◆ INSTRUCCIONES ◆
1 > Traduzca al inglés esta oración del fragmento sobre computación afectiva: «De hecho, ya existen varias tecnologías que pueden monitorizar e interpretar distintas señales emocionales en casos muy específicos.»
2 > Prosiga el fragmento sobre computación afectiva a partir de su última oración.

◆ FRAGMENTO DE LECTURA ◆

^^^^^^^^^^^^^^^^

Más de dos décadas de recorrido
En definitiva, estas investigaciones tratan de maximizar el bienestar emocional y, por lo tanto, aumentar nuestras capacidades y mejorar nuestra calidad de vida. Pero la computación afectiva no es una disciplina incipiente, sino que cuenta con más de dos décadas de recorrido. De hecho, el término fue acuñado en 1995 por la doctora del MIT Rosalind Picard en un estudio en el que ya avanzaba lo siguiente: “los ordenadores no sólo están comenzando a adquirir la capacidad de expresar y reconocer sentimientos, sino que pronto se les podría dar la capacidad de tener emociones”. Tal y como comenta Hernández a EL PAÍS Retina, en aquel entonces esta afirmación sonaba “muy radical” y no fue bien acogida por muchos que pensaban que las emociones eran irracionales y, por lo tanto, una distracción en la toma de decisiones. “Sin embargo, actualmente la relevancia de las emociones está mucho más demostrada y la idea de máquinas que pueden captarlas, entenderlas y simularlas no sólo no es rechazada, sino que se considera necesaria para establecer un vínculo más personal con las tecnologías”, remarca el investigador del MIT.
De hecho, ya existen varias tecnologías que pueden monitorizar e interpretar distintas señales emocionales en casos muy específicos. Por ejemplo, algunas empresas las utilizan para estudiar las expresiones faciales con el fin de entender el estado emocional de las personas mientras ven anuncios comerciales y otras emplean tecnologías muy similares para ayudar a gente con autismo a comunicarse mejor. Además, recientemente, la eclosión de los wearables ha popularizado brazaletes, relojes y otros dispositivos inteligentes que monitorizan los “niveles de estrés” y recomiendan ejercicios de relajación durante el día a día.
Hasta llegar a este punto, durante las dos últimas décadas hemos vivido una revolución en la creación de biosensores que permiten medir información relacionada con las emociones de una manera sencilla y con un bajo coste. “Estas mejoras, junto al incremento de conectividad a través de Internet y los avances en inteligencia artificial, nos están permitiendo tener un entendimiento mucho más profundo sobre las emociones y su posible uso en la tecnología”, puntualiza Hernández.

^^^^^^^^^^^^^^^^

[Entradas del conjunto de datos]
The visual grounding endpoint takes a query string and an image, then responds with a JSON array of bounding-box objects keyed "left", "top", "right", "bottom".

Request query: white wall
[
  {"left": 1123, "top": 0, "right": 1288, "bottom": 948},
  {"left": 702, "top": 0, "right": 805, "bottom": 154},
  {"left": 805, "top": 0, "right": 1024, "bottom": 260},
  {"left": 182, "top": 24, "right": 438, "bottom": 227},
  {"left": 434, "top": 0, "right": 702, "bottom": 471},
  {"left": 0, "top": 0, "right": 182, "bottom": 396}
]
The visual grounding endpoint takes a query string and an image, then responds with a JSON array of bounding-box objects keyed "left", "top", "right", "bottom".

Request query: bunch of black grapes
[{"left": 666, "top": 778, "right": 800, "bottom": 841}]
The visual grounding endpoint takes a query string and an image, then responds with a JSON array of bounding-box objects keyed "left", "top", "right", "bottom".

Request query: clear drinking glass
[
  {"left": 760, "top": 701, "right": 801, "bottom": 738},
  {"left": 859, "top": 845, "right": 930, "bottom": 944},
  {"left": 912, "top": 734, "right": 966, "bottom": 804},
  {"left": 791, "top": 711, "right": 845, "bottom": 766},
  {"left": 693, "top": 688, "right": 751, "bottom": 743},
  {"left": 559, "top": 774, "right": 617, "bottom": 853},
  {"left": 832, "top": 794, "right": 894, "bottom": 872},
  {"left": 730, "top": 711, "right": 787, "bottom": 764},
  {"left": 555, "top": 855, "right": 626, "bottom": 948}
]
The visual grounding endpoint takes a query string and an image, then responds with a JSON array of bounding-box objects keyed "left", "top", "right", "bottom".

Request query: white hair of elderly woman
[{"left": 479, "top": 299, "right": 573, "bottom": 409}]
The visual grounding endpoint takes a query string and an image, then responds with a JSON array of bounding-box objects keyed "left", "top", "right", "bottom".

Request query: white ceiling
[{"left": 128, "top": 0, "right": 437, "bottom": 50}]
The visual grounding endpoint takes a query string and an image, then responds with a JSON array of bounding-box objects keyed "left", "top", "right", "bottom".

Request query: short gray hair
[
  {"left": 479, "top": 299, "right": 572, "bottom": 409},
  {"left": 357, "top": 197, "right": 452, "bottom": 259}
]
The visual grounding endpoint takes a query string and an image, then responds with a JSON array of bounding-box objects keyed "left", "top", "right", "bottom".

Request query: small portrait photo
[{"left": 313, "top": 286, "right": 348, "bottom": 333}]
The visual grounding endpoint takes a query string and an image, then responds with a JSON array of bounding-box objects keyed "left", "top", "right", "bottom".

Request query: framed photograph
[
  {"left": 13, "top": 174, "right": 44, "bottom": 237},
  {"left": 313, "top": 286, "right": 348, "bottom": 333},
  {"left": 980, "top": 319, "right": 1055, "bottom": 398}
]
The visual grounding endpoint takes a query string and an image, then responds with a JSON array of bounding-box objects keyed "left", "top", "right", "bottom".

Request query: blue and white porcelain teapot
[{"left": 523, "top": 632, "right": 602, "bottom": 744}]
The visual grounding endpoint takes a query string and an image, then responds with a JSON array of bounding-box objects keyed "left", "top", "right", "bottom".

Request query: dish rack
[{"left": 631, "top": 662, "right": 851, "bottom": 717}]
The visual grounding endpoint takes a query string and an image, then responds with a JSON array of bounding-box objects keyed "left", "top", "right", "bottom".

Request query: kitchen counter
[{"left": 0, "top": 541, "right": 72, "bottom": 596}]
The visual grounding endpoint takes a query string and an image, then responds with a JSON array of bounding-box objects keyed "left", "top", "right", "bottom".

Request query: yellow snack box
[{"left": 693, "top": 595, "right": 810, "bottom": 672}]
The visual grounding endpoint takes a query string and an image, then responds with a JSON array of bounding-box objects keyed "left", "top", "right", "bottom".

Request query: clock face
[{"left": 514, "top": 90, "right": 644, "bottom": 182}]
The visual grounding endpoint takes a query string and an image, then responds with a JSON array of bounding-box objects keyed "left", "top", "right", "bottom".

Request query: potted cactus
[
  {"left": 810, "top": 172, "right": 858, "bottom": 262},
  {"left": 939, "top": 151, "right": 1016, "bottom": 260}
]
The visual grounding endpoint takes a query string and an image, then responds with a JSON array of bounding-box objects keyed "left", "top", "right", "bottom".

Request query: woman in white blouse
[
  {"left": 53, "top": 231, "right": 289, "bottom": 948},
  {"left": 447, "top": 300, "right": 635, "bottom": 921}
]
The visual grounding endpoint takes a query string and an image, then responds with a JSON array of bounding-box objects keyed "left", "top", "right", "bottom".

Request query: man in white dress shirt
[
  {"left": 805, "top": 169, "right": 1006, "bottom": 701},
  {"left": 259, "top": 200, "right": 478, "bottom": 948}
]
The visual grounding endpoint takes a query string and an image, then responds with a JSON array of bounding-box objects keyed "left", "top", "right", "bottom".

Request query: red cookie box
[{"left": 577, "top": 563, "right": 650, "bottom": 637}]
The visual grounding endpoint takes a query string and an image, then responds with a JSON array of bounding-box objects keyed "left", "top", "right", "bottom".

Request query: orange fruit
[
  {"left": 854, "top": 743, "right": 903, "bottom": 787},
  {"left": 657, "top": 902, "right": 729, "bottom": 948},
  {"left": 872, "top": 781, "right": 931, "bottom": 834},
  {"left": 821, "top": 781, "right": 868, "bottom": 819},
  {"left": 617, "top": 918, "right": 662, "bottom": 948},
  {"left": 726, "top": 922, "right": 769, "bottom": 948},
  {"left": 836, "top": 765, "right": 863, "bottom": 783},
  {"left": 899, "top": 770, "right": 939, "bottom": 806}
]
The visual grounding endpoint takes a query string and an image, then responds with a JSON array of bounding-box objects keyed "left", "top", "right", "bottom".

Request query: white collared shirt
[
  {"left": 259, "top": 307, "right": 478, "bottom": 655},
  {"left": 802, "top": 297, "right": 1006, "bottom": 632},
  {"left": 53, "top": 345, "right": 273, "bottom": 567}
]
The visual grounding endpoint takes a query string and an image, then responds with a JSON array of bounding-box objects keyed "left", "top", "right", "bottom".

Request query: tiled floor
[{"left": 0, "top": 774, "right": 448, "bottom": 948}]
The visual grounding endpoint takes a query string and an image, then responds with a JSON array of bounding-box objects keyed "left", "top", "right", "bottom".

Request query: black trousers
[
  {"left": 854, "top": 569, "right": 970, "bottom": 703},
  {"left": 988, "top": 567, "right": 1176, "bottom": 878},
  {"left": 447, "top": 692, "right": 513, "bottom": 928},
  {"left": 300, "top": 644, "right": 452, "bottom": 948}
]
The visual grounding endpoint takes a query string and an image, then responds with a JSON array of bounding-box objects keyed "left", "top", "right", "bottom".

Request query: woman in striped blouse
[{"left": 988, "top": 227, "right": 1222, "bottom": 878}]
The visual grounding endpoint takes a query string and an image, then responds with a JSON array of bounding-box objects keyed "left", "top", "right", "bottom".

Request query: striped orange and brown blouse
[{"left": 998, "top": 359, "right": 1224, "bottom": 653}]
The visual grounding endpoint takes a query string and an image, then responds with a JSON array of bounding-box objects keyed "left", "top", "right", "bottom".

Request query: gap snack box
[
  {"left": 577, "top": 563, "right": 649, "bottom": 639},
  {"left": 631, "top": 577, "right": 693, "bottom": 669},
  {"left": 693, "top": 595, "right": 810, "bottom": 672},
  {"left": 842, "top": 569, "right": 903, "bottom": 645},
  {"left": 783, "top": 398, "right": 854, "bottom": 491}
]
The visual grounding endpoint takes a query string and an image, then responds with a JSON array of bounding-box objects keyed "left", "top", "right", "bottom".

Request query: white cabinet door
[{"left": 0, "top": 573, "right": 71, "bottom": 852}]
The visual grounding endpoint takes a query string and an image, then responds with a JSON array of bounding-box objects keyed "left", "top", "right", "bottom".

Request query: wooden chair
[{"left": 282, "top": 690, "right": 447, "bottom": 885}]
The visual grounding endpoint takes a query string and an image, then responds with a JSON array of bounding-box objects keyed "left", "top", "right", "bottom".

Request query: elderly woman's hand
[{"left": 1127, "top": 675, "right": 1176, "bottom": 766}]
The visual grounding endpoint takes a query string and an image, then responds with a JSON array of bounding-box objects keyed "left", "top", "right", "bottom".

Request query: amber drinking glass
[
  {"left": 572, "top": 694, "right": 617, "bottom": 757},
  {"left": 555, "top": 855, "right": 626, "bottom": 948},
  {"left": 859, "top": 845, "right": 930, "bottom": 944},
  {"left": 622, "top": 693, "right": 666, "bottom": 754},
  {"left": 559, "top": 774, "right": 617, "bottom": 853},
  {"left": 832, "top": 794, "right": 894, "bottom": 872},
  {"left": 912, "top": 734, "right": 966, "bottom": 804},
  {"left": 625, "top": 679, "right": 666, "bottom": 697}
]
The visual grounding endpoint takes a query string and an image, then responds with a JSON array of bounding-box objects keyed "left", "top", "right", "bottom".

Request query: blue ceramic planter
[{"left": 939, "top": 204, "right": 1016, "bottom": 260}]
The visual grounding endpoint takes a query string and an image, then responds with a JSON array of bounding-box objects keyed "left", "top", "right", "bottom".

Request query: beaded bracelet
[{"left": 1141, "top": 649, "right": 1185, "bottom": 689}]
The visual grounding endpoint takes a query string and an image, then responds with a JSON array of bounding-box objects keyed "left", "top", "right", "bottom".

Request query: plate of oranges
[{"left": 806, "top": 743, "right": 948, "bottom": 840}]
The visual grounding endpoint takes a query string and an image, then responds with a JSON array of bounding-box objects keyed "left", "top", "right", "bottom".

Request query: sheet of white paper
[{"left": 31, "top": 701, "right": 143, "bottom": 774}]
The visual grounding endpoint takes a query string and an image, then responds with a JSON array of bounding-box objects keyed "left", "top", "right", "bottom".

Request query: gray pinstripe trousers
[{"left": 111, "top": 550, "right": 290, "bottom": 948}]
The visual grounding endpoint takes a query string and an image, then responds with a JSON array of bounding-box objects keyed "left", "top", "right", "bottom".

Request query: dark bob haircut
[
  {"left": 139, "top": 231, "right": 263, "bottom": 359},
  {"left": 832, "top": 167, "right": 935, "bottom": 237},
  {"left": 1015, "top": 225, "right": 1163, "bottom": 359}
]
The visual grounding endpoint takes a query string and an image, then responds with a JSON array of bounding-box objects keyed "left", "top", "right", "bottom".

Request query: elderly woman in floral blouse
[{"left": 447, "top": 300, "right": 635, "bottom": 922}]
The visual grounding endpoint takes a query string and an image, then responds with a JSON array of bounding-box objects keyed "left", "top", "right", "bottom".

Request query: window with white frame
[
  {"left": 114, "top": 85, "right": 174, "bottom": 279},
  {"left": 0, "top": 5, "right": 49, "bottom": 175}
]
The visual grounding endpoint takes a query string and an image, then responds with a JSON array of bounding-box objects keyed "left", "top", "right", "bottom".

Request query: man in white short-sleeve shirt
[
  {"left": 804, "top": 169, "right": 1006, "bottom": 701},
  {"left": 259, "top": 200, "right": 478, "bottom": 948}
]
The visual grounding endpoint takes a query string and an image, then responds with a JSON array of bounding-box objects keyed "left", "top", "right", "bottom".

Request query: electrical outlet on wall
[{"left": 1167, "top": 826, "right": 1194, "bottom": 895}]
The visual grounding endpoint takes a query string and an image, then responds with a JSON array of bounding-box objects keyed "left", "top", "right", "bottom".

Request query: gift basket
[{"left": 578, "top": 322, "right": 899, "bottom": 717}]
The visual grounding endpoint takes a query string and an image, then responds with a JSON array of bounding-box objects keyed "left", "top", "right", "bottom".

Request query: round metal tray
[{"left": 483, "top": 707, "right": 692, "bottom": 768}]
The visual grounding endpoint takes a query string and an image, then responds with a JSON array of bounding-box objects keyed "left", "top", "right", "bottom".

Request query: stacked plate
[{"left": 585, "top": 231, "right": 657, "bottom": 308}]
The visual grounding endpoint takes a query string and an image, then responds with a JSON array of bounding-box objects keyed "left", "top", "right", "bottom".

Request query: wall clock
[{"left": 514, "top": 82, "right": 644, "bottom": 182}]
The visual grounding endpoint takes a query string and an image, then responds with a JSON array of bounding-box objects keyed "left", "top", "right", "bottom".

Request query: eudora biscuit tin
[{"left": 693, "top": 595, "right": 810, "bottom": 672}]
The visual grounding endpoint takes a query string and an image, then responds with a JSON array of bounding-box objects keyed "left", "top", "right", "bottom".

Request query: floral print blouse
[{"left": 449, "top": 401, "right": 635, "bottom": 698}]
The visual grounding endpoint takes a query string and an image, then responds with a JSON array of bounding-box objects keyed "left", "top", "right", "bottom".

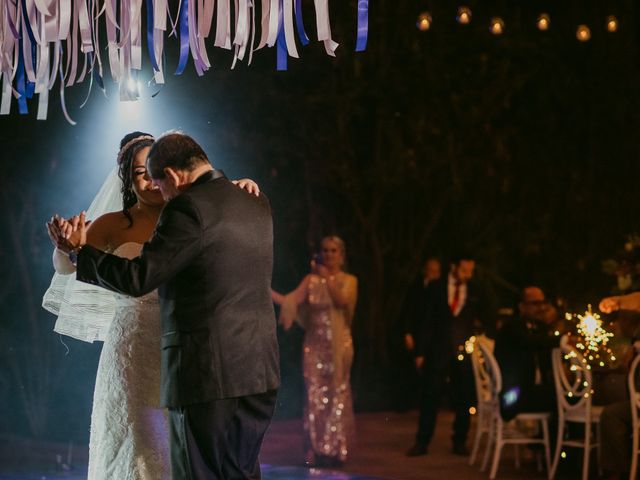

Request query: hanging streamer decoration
[{"left": 0, "top": 0, "right": 369, "bottom": 124}]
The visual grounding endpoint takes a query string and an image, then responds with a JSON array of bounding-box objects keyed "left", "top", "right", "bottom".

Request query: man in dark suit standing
[
  {"left": 407, "top": 256, "right": 479, "bottom": 456},
  {"left": 59, "top": 133, "right": 279, "bottom": 480}
]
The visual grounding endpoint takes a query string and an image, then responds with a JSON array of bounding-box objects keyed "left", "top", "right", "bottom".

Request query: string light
[
  {"left": 537, "top": 13, "right": 551, "bottom": 31},
  {"left": 565, "top": 305, "right": 616, "bottom": 370},
  {"left": 576, "top": 25, "right": 591, "bottom": 42},
  {"left": 489, "top": 17, "right": 504, "bottom": 35},
  {"left": 416, "top": 12, "right": 433, "bottom": 32},
  {"left": 456, "top": 7, "right": 471, "bottom": 25}
]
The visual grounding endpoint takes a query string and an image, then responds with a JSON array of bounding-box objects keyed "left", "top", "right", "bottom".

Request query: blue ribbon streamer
[
  {"left": 296, "top": 0, "right": 309, "bottom": 45},
  {"left": 176, "top": 0, "right": 189, "bottom": 75},
  {"left": 89, "top": 52, "right": 104, "bottom": 91},
  {"left": 356, "top": 0, "right": 369, "bottom": 52},
  {"left": 276, "top": 0, "right": 288, "bottom": 72},
  {"left": 147, "top": 0, "right": 160, "bottom": 72},
  {"left": 20, "top": 0, "right": 38, "bottom": 75}
]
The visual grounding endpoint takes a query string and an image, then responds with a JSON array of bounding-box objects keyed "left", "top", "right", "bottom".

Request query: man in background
[{"left": 407, "top": 255, "right": 480, "bottom": 456}]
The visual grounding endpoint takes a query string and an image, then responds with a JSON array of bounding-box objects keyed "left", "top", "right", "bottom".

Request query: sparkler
[{"left": 566, "top": 305, "right": 616, "bottom": 367}]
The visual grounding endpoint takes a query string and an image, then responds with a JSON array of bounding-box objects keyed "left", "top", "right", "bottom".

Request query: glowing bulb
[
  {"left": 489, "top": 17, "right": 504, "bottom": 35},
  {"left": 456, "top": 7, "right": 471, "bottom": 25},
  {"left": 576, "top": 25, "right": 591, "bottom": 42},
  {"left": 538, "top": 13, "right": 551, "bottom": 31},
  {"left": 416, "top": 12, "right": 433, "bottom": 32}
]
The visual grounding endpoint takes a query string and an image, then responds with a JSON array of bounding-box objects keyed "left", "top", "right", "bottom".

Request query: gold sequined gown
[{"left": 299, "top": 274, "right": 357, "bottom": 462}]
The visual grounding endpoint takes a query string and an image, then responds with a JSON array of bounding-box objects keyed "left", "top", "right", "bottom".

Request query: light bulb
[
  {"left": 489, "top": 17, "right": 504, "bottom": 35},
  {"left": 538, "top": 13, "right": 551, "bottom": 31},
  {"left": 456, "top": 7, "right": 471, "bottom": 25}
]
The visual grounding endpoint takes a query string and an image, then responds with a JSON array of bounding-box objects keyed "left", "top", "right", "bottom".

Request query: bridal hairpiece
[{"left": 118, "top": 135, "right": 155, "bottom": 165}]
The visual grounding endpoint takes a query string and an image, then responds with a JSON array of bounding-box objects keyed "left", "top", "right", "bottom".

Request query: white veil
[{"left": 42, "top": 167, "right": 122, "bottom": 343}]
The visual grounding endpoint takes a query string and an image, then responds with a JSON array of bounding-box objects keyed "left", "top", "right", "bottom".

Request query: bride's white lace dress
[{"left": 88, "top": 242, "right": 171, "bottom": 480}]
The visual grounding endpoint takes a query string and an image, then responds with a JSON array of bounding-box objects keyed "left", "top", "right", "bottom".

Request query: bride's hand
[
  {"left": 232, "top": 178, "right": 260, "bottom": 197},
  {"left": 47, "top": 215, "right": 64, "bottom": 249}
]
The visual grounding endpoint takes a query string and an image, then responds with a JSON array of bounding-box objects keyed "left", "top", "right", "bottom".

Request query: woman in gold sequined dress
[{"left": 273, "top": 236, "right": 358, "bottom": 466}]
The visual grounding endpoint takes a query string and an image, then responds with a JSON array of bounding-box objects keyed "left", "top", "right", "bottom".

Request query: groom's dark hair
[{"left": 147, "top": 132, "right": 210, "bottom": 178}]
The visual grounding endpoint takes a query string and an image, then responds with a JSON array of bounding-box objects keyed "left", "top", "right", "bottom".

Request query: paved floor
[{"left": 261, "top": 412, "right": 552, "bottom": 480}]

^^^^^^^^^^^^^^^^

◆ RESPUESTAS ◆
1 > In fact, there are already several technologies that can monitor and interpret different emotional signals in very specific cases.

2 >
Cómo reconoce una máquina las emociones
Existen varios métodos para medir las emociones. En el caso del estrés, por ejemplo, algunos de los más comunes incluyen el análisis de hormonas como el cortisol o la adrenalina, que se pueden medir en la saliva y en la sangre. Sin embargo, estas mediciones son muy intrusivas, pueden verse afectadas por los ritmos circadianos y su análisis es costoso y lento. Otro método mucho menos intrusivo es que el dispositivo pregunte al usuario cómo se siente, pero es algo más subjetivo, requiere la atención cognitiva de la persona y las respuestas se ven afectadas por posibles problemas de memoria.
Para solucionar estas barreras, muchas de las investigaciones actuales combinan las últimas tecnologías con inteligencia artificial para facilitar una medición automática y mucho más cómoda de las emociones. En este sentido, los móviles ya incorporan cámaras que captan gestos, expresiones faciales o incluso cambios en el color de la piel que pueden indicar distintos estados de ánimo (rubor, ira, miedo…); otros dispositivos como los eye-trackers recopilan información a partir de la dilatación y el seguimiento de las pupilas; y los micrófonos capturan el lenguaje y las variaciones en la entonación o el volumen de la voz. Pero, además, es posible recabar datos difícilmente observables a través de sensores que miden aspectos como la respiración, el pulso, la reacción de la piel ante determinados estímulos, la temperatura corporal o, incluso, utilizar electrodos para detectar la actividad cerebral. Todo para conseguir que esa inteligencia artificial con la que cada vez tenemos más trato sea, poco a poco, menos fría.